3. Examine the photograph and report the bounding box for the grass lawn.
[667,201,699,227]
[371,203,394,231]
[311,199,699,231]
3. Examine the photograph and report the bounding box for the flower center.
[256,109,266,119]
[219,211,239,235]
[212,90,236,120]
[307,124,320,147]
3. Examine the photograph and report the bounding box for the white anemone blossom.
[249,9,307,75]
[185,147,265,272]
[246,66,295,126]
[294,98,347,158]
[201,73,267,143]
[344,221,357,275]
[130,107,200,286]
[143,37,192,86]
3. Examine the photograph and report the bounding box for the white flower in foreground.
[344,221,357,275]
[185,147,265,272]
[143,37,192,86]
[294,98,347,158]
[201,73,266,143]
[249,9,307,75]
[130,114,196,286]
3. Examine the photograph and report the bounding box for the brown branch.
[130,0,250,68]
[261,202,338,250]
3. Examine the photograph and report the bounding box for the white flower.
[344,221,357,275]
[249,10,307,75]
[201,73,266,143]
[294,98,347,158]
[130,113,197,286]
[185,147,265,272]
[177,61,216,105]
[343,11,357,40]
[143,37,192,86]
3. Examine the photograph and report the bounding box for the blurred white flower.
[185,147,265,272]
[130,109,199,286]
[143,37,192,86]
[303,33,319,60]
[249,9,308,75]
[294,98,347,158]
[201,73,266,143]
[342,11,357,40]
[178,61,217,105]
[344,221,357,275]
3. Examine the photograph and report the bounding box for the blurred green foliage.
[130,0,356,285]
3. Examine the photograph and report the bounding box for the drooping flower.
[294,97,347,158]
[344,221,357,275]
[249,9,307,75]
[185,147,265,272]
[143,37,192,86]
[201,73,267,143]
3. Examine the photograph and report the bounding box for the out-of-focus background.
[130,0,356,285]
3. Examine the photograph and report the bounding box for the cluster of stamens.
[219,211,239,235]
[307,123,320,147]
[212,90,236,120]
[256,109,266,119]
· · · · · · ·
Task to carry out ▸ Extract every record. Keep wording exact.

Reply to the task ▸
3. Examine the photograph and report the bounding box for the grass lawn.
[667,201,699,227]
[371,203,394,231]
[311,199,699,231]
3. Examine the photograph and report the bounding box for the flower center.
[256,109,266,119]
[219,211,239,235]
[212,90,236,120]
[307,124,320,147]
3. Examine the photograph and report the bounding box for the white anemone blossom.
[249,9,307,75]
[185,147,265,272]
[246,66,295,126]
[294,98,347,158]
[201,73,267,143]
[344,221,357,275]
[130,107,200,286]
[143,37,192,86]
3. Examine the photograph and report the bounding box for the white flower in foreground.
[344,221,357,275]
[185,147,265,272]
[143,37,192,86]
[294,98,347,158]
[201,73,266,143]
[249,9,307,75]
[130,114,196,286]
3. Examine the photograph and report the bounding box for the brown branch.
[130,0,250,68]
[261,202,338,250]
3. Examine the photograph and report the bounding box for the white flower.
[344,221,357,275]
[249,10,307,75]
[201,73,266,143]
[294,98,347,158]
[130,113,197,286]
[185,147,265,272]
[177,61,216,105]
[343,11,357,40]
[143,37,192,86]
3. Examine the photograph and report the bounding box for the blurred white flower.
[185,147,265,272]
[130,109,199,286]
[143,37,192,86]
[303,33,319,60]
[249,9,308,75]
[294,98,347,158]
[201,73,266,143]
[342,11,357,40]
[178,61,217,105]
[344,221,357,275]
3. Examine the photograph and report the bounding box for the blurred green foliage.
[130,0,356,285]
3. Examine the photograph and report the bounding box for the drooping flower.
[294,97,347,158]
[344,221,357,275]
[249,9,307,75]
[185,147,265,272]
[143,37,192,86]
[201,73,267,143]
3. Examine the photograph and report the bounding box for the out-of-focus background.
[130,0,356,285]
3. Examine the photograph and report the bounding box for the cluster of stamens.
[219,211,239,235]
[307,123,320,147]
[212,90,236,120]
[256,109,266,119]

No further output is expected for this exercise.